Records contained in a dataset
□ □ □ □ □

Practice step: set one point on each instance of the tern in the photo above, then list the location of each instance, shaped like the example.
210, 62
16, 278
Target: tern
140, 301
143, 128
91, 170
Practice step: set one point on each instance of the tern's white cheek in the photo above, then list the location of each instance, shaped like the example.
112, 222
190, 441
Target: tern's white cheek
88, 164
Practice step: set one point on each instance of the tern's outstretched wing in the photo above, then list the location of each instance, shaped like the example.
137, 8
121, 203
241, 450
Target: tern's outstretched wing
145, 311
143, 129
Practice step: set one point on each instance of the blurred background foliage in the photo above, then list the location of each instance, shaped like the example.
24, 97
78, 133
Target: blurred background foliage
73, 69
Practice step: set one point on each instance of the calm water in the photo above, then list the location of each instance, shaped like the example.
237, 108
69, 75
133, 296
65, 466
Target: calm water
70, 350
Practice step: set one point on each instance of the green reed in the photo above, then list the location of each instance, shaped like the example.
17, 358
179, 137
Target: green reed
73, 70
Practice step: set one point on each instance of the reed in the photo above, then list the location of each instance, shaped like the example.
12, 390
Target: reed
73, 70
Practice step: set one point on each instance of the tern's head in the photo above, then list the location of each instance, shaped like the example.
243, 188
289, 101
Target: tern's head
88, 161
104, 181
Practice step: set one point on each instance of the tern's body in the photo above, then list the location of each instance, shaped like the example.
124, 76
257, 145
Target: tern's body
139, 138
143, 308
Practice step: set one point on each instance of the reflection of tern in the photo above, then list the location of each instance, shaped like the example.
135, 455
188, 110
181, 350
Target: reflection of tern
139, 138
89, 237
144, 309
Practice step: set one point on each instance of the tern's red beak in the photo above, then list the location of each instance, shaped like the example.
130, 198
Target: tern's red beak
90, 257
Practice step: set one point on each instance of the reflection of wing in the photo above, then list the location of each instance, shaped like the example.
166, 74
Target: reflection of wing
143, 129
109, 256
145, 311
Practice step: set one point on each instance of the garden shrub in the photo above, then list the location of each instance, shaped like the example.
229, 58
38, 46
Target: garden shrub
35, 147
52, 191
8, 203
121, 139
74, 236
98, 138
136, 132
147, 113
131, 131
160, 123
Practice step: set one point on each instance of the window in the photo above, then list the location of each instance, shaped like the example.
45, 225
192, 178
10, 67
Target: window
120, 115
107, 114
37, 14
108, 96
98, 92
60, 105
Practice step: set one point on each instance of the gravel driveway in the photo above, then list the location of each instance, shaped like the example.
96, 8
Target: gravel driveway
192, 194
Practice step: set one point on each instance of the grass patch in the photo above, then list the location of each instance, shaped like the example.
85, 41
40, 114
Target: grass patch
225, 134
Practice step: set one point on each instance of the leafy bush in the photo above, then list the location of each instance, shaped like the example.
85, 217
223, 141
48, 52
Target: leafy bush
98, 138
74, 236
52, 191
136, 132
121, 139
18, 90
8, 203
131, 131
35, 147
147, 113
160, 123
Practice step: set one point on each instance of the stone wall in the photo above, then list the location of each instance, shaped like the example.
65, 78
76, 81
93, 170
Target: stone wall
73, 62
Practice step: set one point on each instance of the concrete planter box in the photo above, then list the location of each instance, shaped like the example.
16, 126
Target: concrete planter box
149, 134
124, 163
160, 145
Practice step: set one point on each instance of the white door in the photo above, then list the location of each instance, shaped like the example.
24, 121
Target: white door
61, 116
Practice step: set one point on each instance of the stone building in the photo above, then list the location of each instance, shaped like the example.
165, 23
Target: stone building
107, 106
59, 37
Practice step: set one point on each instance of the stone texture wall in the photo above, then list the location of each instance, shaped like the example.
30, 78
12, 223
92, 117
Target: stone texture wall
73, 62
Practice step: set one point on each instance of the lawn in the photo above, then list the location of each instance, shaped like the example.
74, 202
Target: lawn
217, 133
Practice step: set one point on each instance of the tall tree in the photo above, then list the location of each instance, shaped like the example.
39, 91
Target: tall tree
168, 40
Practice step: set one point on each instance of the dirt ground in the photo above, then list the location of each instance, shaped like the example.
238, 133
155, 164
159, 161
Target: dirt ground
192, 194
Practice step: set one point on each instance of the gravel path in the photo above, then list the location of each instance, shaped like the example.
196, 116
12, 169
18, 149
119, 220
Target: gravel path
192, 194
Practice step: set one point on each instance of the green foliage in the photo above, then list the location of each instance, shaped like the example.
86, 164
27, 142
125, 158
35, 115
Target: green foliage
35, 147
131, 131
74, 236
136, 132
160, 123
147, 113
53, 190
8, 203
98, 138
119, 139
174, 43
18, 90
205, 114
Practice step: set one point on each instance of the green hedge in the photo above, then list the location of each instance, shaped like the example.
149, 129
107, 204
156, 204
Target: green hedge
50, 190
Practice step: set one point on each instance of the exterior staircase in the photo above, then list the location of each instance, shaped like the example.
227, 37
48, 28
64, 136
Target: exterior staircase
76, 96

□ □ □ □ □

## Activity
Your answer should consist of every entry, repeated exactly.

## Written response
Practice step: set one point on each instance of the tern in the photo above, then list the location of each instance, shaped like the example.
210, 62
16, 278
Target: tern
140, 301
143, 128
91, 170
Practice step: set one point on each instance of the tern's white cheek in the photo above, then list the location of each instance, shaped like the example.
112, 222
190, 441
Target: tern's white cheek
88, 164
Practice step: set one point on each instance of the tern's outstretched wing in the photo above, then list the location of each instance, shaped like the example.
137, 8
121, 203
241, 450
Target: tern's outstretched wing
145, 311
143, 129
Practice step: set one point on each instance of the blurred background foliage in the photo above, then list the location of each instance, shaped like the example.
24, 97
78, 133
Target: blurred background foliage
73, 69
Practice step: set one point on each instance of the calm water in the photo above, then list the location of each instance, shaped like the example.
237, 108
69, 75
133, 296
65, 466
Target: calm water
70, 350
Practice step: set one point on each instance of the green reed in the photo above, then list the location of each instance, shaped like the example.
17, 358
179, 137
Target: green reed
73, 70
Practice step: set one point on each instance of the reed in the photo above, then list the location of each instance, shaped like the example.
12, 390
Target: reed
73, 70
Practice step: set one point on each instance of the tern's head in the photo above, then list the location of each instance, shaped like the example.
243, 188
289, 101
Target: tern's head
88, 161
104, 181
Practice step: set one point on each instance of the tern's body in the photo above, then list the location of each instance, shaped like the example.
124, 76
257, 145
Target: tern's body
139, 138
143, 308
Practice step: set one point on each instance of the reflection of tern in the photo above, then list the location of each instance, shaped like the example.
135, 455
188, 110
181, 350
Target: reflection of tern
139, 138
89, 237
144, 309
Practice step: set one point on each instance of the tern's red beak in the photo above, then list the location of each instance, shaped like the example.
130, 198
Target: tern's red beak
90, 257
Practice step: set one point on each instance of the reflection of wing in the photo above, then list the location of each instance, shaped like the example.
166, 74
Target: reflection of wing
143, 129
109, 256
145, 311
Practice step: set one point on each instance of the garden shrub in the photo above, then list the location of each instance, shaped like the example.
229, 58
38, 46
Target: garden shrub
35, 147
52, 191
8, 203
121, 139
74, 236
98, 138
136, 132
147, 113
131, 131
160, 123
Practice step: set one point on each instance of the window in the photo above, then list the location of each instance, shaped like the example.
45, 225
192, 178
10, 67
Target: window
120, 115
107, 114
37, 14
108, 96
98, 92
60, 105
Practice step: set one point on each instance of the gravel driveway in the photo above, then list the location of each instance, shaped like the example.
96, 8
Target: gravel driveway
192, 194
Practice step: set one point on each instance of the grass patch in the photo above, then list the location of each instance, shaped like the example.
85, 41
40, 114
Target: grass patch
225, 134
Practice step: set one point on each instance of the leafy bush in the photo above, then list the location of each instance, shaped like the example.
85, 217
223, 141
48, 52
Target: leafy bush
98, 138
74, 236
52, 191
136, 132
121, 139
18, 90
8, 203
131, 131
35, 147
147, 113
160, 123
Practice step: set one point on each instance of the stone wall in the photo above, then list the location of each instance, shaped like the example.
65, 78
76, 81
93, 170
Target: stone wall
73, 62
Practice step: set one point on each instance of the concrete planter box in the photo above, then list the location of each instance, shaped like the example.
16, 126
Target: concrete planter box
149, 134
124, 163
160, 145
Practice step: set one point on each instance of the white door in the photo above, then list the location of each instance, shaped like the example.
24, 121
Target: white door
61, 116
Practice step: set one point on each instance of the stone building in the photo above, then list the location of each instance, shaped like the example.
165, 23
Target: stone building
107, 106
59, 37
Practice step: set one point on each instance of the stone texture wall in the photo above, then list the location of each instance, shaped like the example.
30, 78
12, 223
92, 117
Target: stone texture wall
73, 62
Practice step: set one point on each instance of the lawn in the photo above, then list the location of each instance, shaped like the example.
74, 202
Target: lawn
217, 133
Practice step: set one point on each instance of the tall tree in the photo above, then list the location of each instance, shaped like the example.
39, 91
Target: tall tree
168, 40
Practice step: set one point on each instance of the dirt ground in the photo above, then list the location of each instance, shaped like the example.
238, 133
155, 164
159, 161
Target: dirt ground
192, 194
Practice step: set one point on each instance of the gravel path in the photo above, then list the location of each instance, shaped like the example.
196, 116
12, 169
18, 149
119, 220
Target: gravel path
192, 194
Practice step: set one point on each instance of the green foliage in the photo above, then list the location of each instance, shaped like the example.
86, 164
27, 142
125, 158
35, 115
Target: green foliage
35, 147
131, 131
74, 236
136, 132
160, 123
147, 113
53, 190
8, 203
98, 138
119, 139
174, 43
18, 90
205, 114
Practice step: set one point on each instance of the green hedge in the photo above, then list the location of each instance, shaped like the example.
149, 129
107, 204
156, 204
Target: green hedge
50, 190
Practice step: set one point on each instance of the exterior staircase in the photo above, then list the location of each instance, shaped like the example.
227, 37
48, 28
64, 136
Target: exterior staircase
76, 96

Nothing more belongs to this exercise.